An Elfen glaubt man nicht

Bücher für Randgruppen: Zwei aktuelle Neuerscheinungen auf dem Gebiet der Forschung um Mythen, Religion und Riten der Germanen klären weiter auf

Zum neuen Oberpriester der isländischen Heiden wurde kürzlich der Filmkomponist Hilmar Örn Hilmarsson gewählt. In seiner Antrittspredigt versprach der Allsherjargode der seit 1972 vom Staat offiziell anerkannten Glaubensgemeinschaft, vermehrt die Elemente Humor und Ironie zu berücksichtigen.

Das klingt sehr gut, denn die Forschung um Mythen, Religion und Riten der Germanen ist eine teilweise bizarre, oft gnadenlos humorfreie Konstruktion. Sie gründet ihr zartes Fundament auf dürre Quellen der klassischen Antike, insbesondere auf die „Germania“, ein schmales Bändchen des Römers Tacitus, einige entzifferte Runenfunde und den isländischen mittelalterlichen Überlieferungen aus Edda und Sagas, in christlicher Zeit verfasst. Selbst der „Germane“ als Volksethnie ist die Erfindung eines Römers, nämlich Cäsars, der sie damit von den Galliern abgrenzen wollte. Im Gästebuch einer Ausstellung in Halle, die das „germanische“ Fürstengrab von Gommern/Elbe aus dem 3. Jahrhundert n. Chr. präsentierte, fand ich im letzten Jahr den forschen Eintrag: „Endlich wird auch mal unser deutsches Erbe gezeigt und nicht immer nur Ausländisches!“ Tatsächlich bestanden die edlen Grabbeigaben des verstorbenen Germanen ausschließlich aus römischer Importware, wie ein mitreisender Archäologe versicherte. Um also das interessante Forschungsgebiet nicht als „national befreite Zone“ Rechtsradikalen zur Identitätskonstruktion zu überlassen, scheint die vorurteilslose Beschäftigung mit dem Stoff angeraten. Es bieten sich zwei aktuelle Neuerscheinungen an.

> **EXTRAHIERTE DATEN**
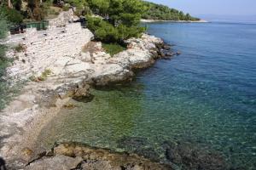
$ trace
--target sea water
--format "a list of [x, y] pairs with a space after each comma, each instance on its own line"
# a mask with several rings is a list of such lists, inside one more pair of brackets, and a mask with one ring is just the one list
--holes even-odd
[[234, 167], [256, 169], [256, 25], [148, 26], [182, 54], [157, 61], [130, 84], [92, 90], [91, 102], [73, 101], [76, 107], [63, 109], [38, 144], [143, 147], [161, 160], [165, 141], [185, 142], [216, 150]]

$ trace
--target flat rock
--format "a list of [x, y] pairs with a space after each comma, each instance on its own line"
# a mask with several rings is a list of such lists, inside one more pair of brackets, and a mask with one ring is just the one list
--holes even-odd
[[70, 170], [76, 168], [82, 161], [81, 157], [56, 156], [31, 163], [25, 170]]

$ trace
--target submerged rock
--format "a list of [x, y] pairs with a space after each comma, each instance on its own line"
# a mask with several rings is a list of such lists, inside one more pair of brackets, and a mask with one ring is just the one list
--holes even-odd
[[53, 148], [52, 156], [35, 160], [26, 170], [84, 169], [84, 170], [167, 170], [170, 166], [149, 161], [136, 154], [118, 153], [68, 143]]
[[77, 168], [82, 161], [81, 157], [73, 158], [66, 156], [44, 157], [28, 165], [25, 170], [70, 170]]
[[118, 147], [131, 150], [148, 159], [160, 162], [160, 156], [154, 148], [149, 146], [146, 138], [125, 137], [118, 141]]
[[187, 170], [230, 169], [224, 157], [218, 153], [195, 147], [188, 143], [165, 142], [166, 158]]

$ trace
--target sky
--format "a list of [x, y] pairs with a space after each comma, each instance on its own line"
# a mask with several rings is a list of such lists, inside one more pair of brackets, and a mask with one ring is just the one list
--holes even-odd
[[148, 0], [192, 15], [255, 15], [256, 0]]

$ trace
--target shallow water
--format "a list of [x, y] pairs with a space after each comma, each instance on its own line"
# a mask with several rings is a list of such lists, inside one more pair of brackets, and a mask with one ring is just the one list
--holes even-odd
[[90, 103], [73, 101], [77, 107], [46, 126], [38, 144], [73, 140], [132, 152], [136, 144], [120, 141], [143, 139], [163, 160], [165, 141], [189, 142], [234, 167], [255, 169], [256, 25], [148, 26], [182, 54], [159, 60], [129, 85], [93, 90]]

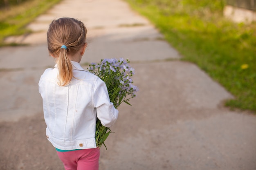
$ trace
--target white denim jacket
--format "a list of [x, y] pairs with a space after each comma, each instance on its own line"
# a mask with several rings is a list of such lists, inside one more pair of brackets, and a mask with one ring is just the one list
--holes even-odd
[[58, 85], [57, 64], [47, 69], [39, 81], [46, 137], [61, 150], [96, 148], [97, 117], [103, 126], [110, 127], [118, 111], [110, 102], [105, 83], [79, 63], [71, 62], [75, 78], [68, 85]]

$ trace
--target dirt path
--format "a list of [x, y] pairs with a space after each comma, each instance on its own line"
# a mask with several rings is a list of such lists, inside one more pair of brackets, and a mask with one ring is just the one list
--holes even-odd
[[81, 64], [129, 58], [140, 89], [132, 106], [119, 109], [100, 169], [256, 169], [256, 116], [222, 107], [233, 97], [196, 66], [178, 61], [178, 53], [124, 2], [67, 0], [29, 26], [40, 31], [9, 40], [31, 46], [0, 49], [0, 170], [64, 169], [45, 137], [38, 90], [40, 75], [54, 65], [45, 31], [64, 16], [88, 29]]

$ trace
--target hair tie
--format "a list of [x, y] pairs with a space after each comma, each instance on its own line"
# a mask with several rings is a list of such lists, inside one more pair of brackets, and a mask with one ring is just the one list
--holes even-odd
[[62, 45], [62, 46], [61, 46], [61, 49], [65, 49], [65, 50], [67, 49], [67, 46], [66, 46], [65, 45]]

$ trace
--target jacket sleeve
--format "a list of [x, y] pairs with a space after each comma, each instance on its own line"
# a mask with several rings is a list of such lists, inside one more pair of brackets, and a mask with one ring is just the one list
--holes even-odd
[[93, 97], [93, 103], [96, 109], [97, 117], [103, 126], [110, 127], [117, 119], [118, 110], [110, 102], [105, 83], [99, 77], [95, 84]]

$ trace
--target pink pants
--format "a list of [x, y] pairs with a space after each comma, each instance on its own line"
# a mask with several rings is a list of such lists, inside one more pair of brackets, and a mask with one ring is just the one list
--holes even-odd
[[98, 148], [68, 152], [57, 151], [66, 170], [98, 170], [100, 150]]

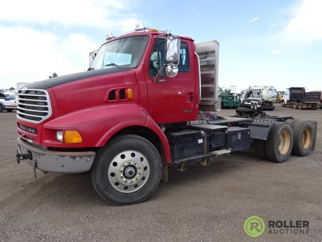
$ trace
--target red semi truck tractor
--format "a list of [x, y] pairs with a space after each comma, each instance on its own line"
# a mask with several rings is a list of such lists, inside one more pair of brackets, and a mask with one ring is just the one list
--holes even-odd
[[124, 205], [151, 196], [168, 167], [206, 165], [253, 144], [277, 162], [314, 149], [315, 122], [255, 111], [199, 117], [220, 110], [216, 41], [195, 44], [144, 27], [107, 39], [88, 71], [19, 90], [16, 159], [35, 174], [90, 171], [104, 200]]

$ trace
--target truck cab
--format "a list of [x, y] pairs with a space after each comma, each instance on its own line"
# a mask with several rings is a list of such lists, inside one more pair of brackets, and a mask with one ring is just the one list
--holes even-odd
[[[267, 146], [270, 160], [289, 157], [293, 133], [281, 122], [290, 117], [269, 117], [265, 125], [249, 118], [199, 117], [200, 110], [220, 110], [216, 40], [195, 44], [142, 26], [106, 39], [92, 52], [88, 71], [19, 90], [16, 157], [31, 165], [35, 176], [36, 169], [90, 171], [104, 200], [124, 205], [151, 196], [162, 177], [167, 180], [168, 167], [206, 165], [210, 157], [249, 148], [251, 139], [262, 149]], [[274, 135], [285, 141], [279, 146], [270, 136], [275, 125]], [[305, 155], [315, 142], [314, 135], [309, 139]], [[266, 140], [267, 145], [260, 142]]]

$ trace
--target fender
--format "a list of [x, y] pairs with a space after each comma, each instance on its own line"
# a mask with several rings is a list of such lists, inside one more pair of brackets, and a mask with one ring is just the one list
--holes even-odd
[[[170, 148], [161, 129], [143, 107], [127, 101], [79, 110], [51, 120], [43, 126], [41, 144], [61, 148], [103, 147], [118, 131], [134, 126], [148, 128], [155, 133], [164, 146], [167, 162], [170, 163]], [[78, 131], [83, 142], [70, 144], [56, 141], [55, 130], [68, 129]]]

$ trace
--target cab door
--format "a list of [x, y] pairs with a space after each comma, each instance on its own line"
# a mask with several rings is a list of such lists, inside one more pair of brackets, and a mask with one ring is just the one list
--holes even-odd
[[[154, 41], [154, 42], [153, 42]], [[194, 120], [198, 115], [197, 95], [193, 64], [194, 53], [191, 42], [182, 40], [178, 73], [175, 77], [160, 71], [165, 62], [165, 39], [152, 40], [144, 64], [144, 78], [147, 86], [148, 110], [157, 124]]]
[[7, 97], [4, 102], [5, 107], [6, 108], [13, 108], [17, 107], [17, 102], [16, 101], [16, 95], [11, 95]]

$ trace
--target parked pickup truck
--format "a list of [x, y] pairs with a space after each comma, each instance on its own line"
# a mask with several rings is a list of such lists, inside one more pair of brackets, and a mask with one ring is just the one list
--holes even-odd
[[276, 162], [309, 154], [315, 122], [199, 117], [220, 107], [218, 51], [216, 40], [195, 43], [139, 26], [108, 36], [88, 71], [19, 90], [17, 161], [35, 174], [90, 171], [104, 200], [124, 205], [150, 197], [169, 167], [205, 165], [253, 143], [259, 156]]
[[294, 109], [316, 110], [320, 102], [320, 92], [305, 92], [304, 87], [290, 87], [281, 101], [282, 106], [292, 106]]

--

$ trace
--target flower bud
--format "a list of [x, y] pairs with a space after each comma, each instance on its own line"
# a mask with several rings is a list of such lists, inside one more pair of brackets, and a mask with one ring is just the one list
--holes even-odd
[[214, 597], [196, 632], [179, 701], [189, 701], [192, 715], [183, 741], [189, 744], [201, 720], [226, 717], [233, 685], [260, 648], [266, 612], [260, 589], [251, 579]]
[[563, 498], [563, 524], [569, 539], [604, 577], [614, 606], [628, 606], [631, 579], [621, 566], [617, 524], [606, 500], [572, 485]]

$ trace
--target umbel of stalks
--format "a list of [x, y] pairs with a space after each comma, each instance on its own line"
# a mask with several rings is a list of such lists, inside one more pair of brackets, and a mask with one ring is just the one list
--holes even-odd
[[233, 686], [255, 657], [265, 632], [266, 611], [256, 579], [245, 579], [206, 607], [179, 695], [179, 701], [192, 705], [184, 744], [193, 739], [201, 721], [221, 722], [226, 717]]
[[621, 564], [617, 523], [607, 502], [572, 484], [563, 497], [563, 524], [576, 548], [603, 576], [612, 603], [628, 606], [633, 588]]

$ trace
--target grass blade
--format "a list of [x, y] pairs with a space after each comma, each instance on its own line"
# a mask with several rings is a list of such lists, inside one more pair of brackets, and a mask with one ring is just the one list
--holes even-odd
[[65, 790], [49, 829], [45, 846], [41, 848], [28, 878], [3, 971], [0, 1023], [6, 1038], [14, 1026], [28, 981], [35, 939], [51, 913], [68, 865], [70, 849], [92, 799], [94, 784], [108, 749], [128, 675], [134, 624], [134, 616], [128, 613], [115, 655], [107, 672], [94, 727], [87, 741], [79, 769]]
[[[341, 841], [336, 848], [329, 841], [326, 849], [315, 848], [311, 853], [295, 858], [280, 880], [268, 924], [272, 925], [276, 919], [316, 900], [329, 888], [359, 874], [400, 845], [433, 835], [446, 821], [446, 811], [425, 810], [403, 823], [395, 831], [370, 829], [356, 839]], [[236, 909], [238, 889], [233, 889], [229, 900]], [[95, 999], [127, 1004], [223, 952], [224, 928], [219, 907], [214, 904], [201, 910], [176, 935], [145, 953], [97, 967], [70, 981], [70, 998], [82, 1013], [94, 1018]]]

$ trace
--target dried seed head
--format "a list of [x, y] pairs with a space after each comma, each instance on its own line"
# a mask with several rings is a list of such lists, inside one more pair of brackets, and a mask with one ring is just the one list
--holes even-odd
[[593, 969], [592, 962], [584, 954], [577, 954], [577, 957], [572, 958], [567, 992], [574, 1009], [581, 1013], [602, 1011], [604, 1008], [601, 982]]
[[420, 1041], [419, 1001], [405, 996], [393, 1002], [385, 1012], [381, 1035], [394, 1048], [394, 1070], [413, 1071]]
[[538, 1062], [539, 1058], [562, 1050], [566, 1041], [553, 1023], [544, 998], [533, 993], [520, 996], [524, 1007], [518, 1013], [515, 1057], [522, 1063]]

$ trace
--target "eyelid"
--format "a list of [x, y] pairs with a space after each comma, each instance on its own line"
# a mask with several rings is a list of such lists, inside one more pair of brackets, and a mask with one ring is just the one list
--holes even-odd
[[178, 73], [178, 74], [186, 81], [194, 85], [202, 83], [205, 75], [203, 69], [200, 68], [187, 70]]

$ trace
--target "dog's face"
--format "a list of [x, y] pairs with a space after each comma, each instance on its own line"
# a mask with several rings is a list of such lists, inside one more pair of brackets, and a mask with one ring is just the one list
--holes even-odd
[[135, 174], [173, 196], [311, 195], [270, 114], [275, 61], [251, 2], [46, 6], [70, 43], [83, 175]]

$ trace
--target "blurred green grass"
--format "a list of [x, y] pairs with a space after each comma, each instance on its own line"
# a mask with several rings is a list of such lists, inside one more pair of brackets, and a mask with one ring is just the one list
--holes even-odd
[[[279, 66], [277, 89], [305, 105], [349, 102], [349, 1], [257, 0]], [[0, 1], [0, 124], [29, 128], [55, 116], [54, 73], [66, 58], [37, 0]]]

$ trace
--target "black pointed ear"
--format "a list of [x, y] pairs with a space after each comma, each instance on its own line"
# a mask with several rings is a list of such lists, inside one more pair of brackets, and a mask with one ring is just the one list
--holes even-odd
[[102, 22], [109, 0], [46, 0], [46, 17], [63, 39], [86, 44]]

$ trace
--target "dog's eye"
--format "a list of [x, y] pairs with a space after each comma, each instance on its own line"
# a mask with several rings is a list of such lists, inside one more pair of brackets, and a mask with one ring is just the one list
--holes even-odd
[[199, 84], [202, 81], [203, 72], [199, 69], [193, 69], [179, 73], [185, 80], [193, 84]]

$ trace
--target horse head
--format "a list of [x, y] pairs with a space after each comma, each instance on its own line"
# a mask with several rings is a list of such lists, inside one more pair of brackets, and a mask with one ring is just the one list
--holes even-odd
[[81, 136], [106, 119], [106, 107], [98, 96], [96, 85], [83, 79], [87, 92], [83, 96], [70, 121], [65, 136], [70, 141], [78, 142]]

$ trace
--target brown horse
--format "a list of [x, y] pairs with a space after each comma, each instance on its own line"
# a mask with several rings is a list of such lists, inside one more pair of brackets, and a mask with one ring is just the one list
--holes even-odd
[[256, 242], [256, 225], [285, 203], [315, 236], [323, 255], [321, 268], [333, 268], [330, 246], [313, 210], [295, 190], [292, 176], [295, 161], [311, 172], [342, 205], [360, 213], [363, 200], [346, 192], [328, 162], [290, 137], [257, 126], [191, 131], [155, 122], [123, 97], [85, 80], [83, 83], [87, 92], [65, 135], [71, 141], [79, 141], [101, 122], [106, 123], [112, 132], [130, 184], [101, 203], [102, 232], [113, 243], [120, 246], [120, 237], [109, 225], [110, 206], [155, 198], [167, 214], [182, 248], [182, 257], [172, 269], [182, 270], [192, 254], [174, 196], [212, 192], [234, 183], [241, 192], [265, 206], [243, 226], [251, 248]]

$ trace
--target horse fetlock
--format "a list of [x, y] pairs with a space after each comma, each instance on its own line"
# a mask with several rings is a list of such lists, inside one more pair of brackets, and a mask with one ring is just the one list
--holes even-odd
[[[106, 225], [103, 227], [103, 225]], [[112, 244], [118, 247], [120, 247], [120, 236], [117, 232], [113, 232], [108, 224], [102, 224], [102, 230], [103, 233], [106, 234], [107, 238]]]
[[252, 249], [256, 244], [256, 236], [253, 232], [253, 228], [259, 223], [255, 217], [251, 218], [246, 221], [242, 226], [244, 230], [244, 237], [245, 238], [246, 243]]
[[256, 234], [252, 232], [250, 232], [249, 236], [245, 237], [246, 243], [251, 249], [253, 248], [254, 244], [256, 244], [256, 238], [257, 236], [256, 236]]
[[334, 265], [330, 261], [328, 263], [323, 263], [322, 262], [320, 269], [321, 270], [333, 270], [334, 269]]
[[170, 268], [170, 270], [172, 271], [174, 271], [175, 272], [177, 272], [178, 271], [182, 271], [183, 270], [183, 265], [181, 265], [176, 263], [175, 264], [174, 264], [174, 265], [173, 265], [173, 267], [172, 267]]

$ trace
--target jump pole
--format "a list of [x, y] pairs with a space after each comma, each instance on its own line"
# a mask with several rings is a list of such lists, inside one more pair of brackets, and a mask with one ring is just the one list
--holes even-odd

> **ZU BEARBEITENDE AUFGABE**
Gib den Artikel über die Germanenforschung vollständig und unverändert wieder. Die Zeilen stehen in keinem Zusammenhang mit dem Artikel über die Germanenforschung.

> **LÖSUNG ZUR AUFGABE**
An Elfen glaubt man nicht

Bücher für Randgruppen: Zwei aktuelle Neuerscheinungen auf dem Gebiet der Forschung um Mythen, Religion und Riten der Germanen klären weiter auf

Zum neuen Oberpriester der isländischen Heiden wurde kürzlich der Filmkomponist Hilmar Örn Hilmarsson gewählt. In seiner Antrittspredigt versprach der Allsherjargode der seit 1972 vom Staat offiziell anerkannten Glaubensgemeinschaft, vermehrt die Elemente Humor und Ironie zu berücksichtigen.

Das klingt sehr gut, denn die Forschung um Mythen, Religion und Riten der Germanen ist eine teilweise bizarre, oft gnadenlos humorfreie Konstruktion. Sie gründet ihr zartes Fundament auf dürre Quellen der klassischen Antike, insbesondere auf die „Germania“, ein schmales Bändchen des Römers Tacitus, einige entzifferte Runenfunde und den isländischen mittelalterlichen Überlieferungen aus Edda und Sagas, in christlicher Zeit verfasst. Selbst der „Germane“ als Volksethnie ist die Erfindung eines Römers, nämlich Cäsars, der sie damit von den Galliern abgrenzen wollte. Im Gästebuch einer Ausstellung in Halle, die das „germanische“ Fürstengrab von Gommern/Elbe aus dem 3. Jahrhundert n. Chr. präsentierte, fand ich im letzten Jahr den forschen Eintrag: „Endlich wird auch mal unser deutsches Erbe gezeigt und nicht immer nur Ausländisches!“ Tatsächlich bestanden die edlen Grabbeigaben des verstorbenen Germanen ausschließlich aus römischer Importware, wie ein mitreisender Archäologe versicherte. Um also das interessante Forschungsgebiet nicht als „national befreite Zone“ Rechtsradikalen zur Identitätskonstruktion zu überlassen, scheint die vorurteilslose Beschäftigung mit dem Stoff angeraten. Es bieten sich zwei aktuelle Neuerscheinungen an.